→ **Given problem 1**
In the worked solution, what position vector is found for the midpoint of the segment joining A and B?
→ **Given problem 2**
Reproduce the passage of the worked solution starting at "The answer of" and ending at "angle to it..".
→ **Given problem 3**
List the section headings in the worked solution that end with a colon.

The answer of given question is 2x+2y+2z=18

Hint:

\vec{a}=\frac{\text { Position vector of } A+\text { Position vector of } B}{2}

Given:

The given plane bisects the line segment joining pointsA(1,2,3) and B(3,4,5)  and is at right angle to it..

Solution:

As the given plane bisects the line segment

Therefore,

\vec{a}=\frac{\text { Position vector of } A+\text { Position vector of } B}{2}

\begin{aligned} &\Rightarrow \vec{a}=\frac{(\hat{\imath}+2 \hat{\jmath}+3 \hat{k})+(3 \hat{\imath}+4 \hat{\jmath}+5 \hat{k})}{2} \\ &\Rightarrow \vec{a}=\frac{4 \hat{\imath}+6 \hat{\jmath}+8 \hat{k}}{2} \\ &\Rightarrow \vec{a}=2 \hat{\imath}+3 \hat{\jmath}+4 \hat{k} \ldots(i) \end{aligned}

And it is also given the plane B normal to the line joining the points A(1,2,3) and B(3,4,5)

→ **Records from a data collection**

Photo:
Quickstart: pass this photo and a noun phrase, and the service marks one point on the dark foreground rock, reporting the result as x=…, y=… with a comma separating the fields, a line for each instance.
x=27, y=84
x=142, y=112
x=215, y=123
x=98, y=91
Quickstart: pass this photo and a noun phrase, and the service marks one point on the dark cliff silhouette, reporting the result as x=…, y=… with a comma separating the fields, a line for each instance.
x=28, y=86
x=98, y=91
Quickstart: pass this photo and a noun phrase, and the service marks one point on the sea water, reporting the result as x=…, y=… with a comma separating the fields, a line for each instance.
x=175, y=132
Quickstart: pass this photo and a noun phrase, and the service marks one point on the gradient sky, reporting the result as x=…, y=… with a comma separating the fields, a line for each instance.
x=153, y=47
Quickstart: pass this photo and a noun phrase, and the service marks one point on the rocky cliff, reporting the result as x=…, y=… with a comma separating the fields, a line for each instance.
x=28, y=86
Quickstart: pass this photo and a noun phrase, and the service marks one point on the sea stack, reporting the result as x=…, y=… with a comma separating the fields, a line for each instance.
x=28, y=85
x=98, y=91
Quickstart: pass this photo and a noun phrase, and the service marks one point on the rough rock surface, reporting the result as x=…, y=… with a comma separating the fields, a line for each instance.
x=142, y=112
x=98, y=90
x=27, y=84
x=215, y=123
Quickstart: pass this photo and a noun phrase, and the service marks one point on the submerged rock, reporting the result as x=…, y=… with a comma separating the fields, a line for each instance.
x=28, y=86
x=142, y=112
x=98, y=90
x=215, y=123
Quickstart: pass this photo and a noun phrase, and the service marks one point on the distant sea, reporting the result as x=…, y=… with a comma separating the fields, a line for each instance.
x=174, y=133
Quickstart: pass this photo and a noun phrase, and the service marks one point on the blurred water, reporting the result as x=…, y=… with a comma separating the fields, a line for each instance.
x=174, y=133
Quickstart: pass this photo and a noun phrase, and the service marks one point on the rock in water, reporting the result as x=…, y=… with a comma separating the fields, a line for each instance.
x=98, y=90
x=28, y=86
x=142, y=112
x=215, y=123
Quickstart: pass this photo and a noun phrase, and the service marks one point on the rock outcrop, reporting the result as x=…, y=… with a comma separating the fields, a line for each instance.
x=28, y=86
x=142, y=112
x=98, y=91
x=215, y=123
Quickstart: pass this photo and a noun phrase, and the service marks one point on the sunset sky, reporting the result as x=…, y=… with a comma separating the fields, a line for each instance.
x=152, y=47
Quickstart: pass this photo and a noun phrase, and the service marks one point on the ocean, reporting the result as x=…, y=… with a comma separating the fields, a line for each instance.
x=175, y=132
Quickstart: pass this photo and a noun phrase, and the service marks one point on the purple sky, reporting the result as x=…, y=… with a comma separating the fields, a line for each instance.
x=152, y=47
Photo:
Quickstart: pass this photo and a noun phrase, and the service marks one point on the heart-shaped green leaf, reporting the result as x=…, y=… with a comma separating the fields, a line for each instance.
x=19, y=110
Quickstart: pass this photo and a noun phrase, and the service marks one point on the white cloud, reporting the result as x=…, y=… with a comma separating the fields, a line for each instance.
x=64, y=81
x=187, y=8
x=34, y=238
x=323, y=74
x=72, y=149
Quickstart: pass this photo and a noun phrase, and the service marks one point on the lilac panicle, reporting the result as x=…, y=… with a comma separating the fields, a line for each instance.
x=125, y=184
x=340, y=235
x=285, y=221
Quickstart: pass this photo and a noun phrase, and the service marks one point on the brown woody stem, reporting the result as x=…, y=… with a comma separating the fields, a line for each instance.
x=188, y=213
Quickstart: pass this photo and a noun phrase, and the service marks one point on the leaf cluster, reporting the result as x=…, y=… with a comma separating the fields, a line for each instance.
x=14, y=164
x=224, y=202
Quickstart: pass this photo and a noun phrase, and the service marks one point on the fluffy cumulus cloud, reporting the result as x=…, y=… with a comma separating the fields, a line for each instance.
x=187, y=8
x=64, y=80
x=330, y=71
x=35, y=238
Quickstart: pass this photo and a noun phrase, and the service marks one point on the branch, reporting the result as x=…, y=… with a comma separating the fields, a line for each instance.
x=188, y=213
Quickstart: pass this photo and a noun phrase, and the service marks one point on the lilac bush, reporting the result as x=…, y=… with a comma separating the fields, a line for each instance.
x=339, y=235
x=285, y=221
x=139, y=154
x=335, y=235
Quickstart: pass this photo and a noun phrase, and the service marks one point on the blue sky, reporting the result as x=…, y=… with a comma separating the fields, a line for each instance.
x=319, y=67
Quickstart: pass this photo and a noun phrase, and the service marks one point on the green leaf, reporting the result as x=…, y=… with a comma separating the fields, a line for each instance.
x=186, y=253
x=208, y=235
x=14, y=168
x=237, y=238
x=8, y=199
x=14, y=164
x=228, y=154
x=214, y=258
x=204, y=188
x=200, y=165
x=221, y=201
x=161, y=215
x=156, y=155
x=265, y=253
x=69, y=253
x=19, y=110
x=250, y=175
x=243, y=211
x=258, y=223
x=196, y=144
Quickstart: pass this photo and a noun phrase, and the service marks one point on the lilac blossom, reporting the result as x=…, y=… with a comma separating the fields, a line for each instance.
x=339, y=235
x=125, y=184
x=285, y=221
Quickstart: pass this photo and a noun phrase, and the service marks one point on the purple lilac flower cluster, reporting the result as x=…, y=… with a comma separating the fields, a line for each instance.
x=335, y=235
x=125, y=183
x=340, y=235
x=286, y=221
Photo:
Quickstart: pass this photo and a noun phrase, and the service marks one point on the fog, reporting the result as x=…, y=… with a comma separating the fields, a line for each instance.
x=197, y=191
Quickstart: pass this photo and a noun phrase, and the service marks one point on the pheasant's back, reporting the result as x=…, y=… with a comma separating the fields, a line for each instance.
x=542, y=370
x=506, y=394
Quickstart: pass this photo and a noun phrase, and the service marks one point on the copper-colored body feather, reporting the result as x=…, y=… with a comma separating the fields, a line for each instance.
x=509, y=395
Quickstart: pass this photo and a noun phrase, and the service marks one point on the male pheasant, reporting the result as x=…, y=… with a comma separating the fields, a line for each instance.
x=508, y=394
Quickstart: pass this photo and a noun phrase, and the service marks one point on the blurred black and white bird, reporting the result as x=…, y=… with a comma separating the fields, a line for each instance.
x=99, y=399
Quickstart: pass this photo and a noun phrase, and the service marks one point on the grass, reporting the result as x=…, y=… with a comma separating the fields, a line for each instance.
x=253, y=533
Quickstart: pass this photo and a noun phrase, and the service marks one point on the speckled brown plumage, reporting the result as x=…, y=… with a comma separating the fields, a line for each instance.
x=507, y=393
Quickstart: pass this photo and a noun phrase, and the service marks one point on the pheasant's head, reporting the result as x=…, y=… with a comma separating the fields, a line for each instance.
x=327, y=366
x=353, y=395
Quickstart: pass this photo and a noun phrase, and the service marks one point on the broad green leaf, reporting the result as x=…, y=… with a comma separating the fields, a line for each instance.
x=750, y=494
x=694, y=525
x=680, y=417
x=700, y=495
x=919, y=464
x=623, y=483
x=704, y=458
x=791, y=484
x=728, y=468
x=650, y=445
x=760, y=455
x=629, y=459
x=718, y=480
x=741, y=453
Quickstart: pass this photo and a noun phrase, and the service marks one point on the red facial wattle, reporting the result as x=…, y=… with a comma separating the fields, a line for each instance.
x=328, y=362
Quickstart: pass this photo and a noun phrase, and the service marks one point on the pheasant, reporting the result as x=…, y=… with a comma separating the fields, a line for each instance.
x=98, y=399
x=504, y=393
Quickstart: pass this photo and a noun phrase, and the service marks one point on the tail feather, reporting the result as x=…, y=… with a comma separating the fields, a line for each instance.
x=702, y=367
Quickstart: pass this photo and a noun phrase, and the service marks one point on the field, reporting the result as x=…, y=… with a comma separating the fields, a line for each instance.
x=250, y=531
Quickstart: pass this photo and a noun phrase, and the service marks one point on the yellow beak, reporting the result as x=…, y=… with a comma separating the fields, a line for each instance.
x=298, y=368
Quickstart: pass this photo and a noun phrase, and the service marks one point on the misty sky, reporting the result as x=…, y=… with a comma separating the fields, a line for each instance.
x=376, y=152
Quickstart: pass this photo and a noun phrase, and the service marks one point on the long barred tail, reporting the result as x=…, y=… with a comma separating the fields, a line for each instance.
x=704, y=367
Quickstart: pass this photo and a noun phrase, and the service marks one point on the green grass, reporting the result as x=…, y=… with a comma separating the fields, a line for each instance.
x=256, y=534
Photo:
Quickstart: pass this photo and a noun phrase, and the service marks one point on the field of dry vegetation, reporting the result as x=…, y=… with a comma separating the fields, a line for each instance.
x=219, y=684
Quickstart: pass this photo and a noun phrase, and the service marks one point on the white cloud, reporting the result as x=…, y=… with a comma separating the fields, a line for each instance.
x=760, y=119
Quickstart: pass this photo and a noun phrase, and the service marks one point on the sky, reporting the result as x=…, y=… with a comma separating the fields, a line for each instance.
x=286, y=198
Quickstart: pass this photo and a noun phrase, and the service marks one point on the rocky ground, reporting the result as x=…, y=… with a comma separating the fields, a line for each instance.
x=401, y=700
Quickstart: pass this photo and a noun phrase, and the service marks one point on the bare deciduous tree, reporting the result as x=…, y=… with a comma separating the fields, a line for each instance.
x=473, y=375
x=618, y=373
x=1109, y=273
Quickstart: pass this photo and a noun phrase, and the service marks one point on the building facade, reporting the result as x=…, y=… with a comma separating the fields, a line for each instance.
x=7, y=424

→ **Complete output 1**
2î + 3ĵ + 4k̂

→ **Complete output 2**
The answer of given question is 2x+2y+2z=18

Hint:

\vec{a}=\frac{\text { Position vector of } A+\text { Position vector of } B}{2}

Given:

The given plane bisects the line segment joining pointsA(1,2,3) and B(3,4,5)  and is at right angle to it..

→ **Complete output 3**
Hint, Given, Solution